Alessandro Ciacci si racconta: “Io comico ma volevo fare il criptozoologo. Il teatro mi ha reso visibile”. Alessandro Ciacci si racconta, il comico vincitore e nuovo volto di “Lol – Chi fa ridere è dentro”, 36 anni, parla del successo arrivato grazie al talent show, in una intervista a ‘Vanity Fair’. Ve ne proponiamo alcuni passaggi.
Reduce da una stagione televisiva fortunata, il comico porta lo spettacolo Fantasista in un tour nei teatri d’Italia. Essere così impegnato, per Alessandro Ciacci, è qualcosa di estremamente positivo. «Bellissimo, soprattutto perché sto facendo il lavoro che ho sempre sognato di fare», racconta. Negli ultimi mesi ha vissuto una fase di forte crescita, con una visibilità amplificata dalla televisione. «Mi sembra di essere ripartito da zero, ma non potrei essere più soddisfatto, anche perché sono un grande stakanovista».

**Righe estratte:**
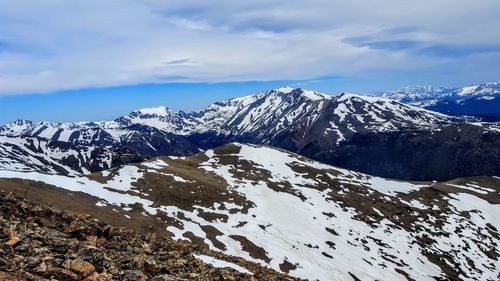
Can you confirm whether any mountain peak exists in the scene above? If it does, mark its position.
[134,106,171,116]
[266,86,332,100]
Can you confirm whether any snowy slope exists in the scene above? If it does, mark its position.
[0,136,143,175]
[377,83,500,121]
[0,87,452,145]
[0,144,500,280]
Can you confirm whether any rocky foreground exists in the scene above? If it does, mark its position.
[0,192,296,281]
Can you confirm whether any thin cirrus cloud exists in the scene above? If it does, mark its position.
[0,0,500,95]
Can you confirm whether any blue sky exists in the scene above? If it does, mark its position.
[0,0,500,123]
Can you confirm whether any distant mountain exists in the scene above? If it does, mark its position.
[0,87,500,180]
[0,136,144,175]
[0,143,500,280]
[377,83,500,122]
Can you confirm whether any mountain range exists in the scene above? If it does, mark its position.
[0,87,500,180]
[376,83,500,122]
[0,84,500,281]
[0,143,500,280]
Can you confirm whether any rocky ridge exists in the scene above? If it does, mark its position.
[0,192,297,281]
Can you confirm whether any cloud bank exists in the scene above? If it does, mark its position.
[0,0,500,95]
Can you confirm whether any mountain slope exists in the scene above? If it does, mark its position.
[0,144,500,280]
[377,83,500,119]
[0,189,295,281]
[0,87,500,180]
[0,136,144,175]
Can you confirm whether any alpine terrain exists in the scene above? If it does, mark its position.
[0,143,500,280]
[0,87,500,180]
[377,83,500,121]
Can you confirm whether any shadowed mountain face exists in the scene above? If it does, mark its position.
[0,87,500,180]
[0,143,500,280]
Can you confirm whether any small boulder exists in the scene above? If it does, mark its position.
[5,236,21,248]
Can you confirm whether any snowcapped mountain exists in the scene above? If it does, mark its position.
[0,143,500,280]
[377,83,500,121]
[0,136,144,175]
[0,87,500,180]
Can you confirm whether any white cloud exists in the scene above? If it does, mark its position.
[0,0,500,95]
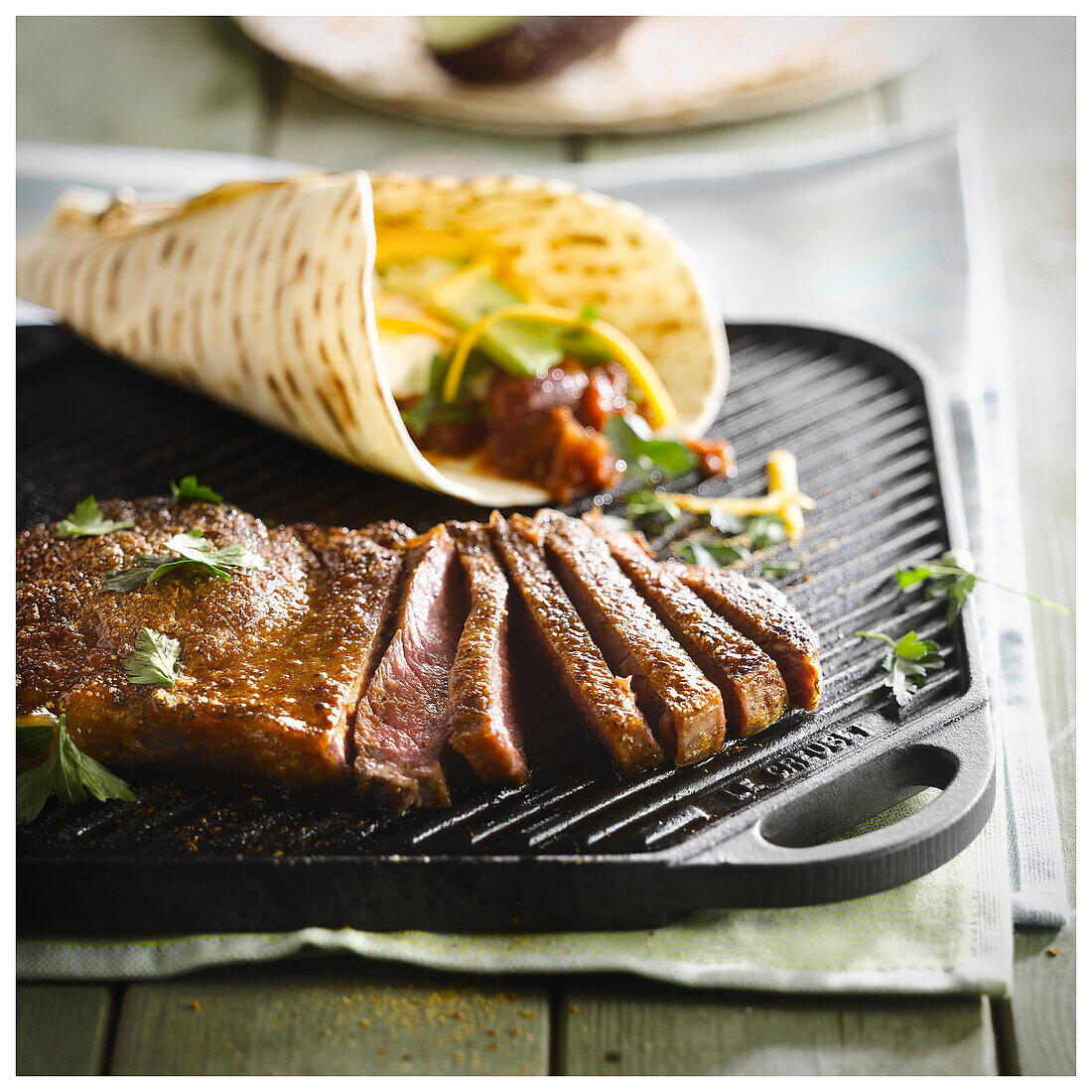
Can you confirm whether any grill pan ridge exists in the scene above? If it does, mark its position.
[17,325,994,936]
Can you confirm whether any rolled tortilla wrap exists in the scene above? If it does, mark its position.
[17,172,728,506]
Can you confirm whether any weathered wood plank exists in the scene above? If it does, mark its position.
[266,74,567,173]
[898,19,1077,1073]
[15,17,275,152]
[558,982,996,1076]
[15,983,111,1077]
[110,959,549,1076]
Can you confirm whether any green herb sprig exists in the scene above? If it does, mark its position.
[15,714,137,822]
[669,534,751,569]
[894,550,1069,625]
[171,474,224,504]
[104,531,269,592]
[854,629,945,709]
[399,353,488,436]
[121,625,182,689]
[57,494,133,538]
[603,414,698,482]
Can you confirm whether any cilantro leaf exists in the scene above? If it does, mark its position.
[762,561,800,577]
[121,625,182,689]
[603,414,698,481]
[57,494,133,538]
[171,474,224,504]
[104,531,269,592]
[15,724,54,757]
[744,512,785,550]
[894,550,1069,625]
[854,629,945,709]
[697,508,747,538]
[624,489,683,537]
[15,714,137,822]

**Cosa fare:**
**a.** Nel brano su Alessandro Ciacci, come si chiama lo spettacolo che il comico porta in tour nei teatri d'Italia?
**b.** Prosegui il brano su Alessandro Ciacci a partire dalla sua ultima frase.

**Risposte:**
**a.** Fantasista.

**b.**
Il percorso che lo ha portato fin qui, però, non è stato lineare, né prevedibile. Da bambino, infatti, non immaginava affatto di diventare un comico. «Di sicuro non il comico. Ero un bambino molto introverso e timido che preferiva stare in casa a leggere anziché andare a giocare a calcetto con i compagni». Non era il tipo che intratteneva i compagni con imitazioni e battute: preferiva trascorrere il tempo in biblioteca o a casa. «Anche se ricordo che da bambino volevo fare il criptozoologo».
Alessandro Ciacci si racconta: “Io comico ma volevo fare il criptozoologo”
Ma cos’è esattamente un criptozoologo? Ciacci spiega: «È un mestiere che si pone a metà strada fra la scienza ufficiale e la fantasia, visto che porta il professionista a mettersi sulle tracce di creature come il Mostro di Loch Ness». Le cose iniziarono a cambiare durante il primo anno di liceo, quando scoprì il teatro. «Lì è cambiato tutto, sono maturato e ho capito che avrei voluto stare sul palco per sempre».
E a quel proposito è rimasto fedele. Dopo il liceo si trasferisce a Bologna, dove frequenta l’accademia di recitazione, pur avendo già iniziato a lavorare per alcune compagnie. «Mi destreggiavo a fare l’attore, il regista e l’insegnante di vocalità». Non è stato un inizio facile: per mantenersi ha dovuto fare anche altri lavori. «Per andare avanti e mantenermi in attesa che il teatro decollasse ho fatto anche il libraio».
Alessandro Ciacci si racconta: “Il teatro mi ha reso visibile”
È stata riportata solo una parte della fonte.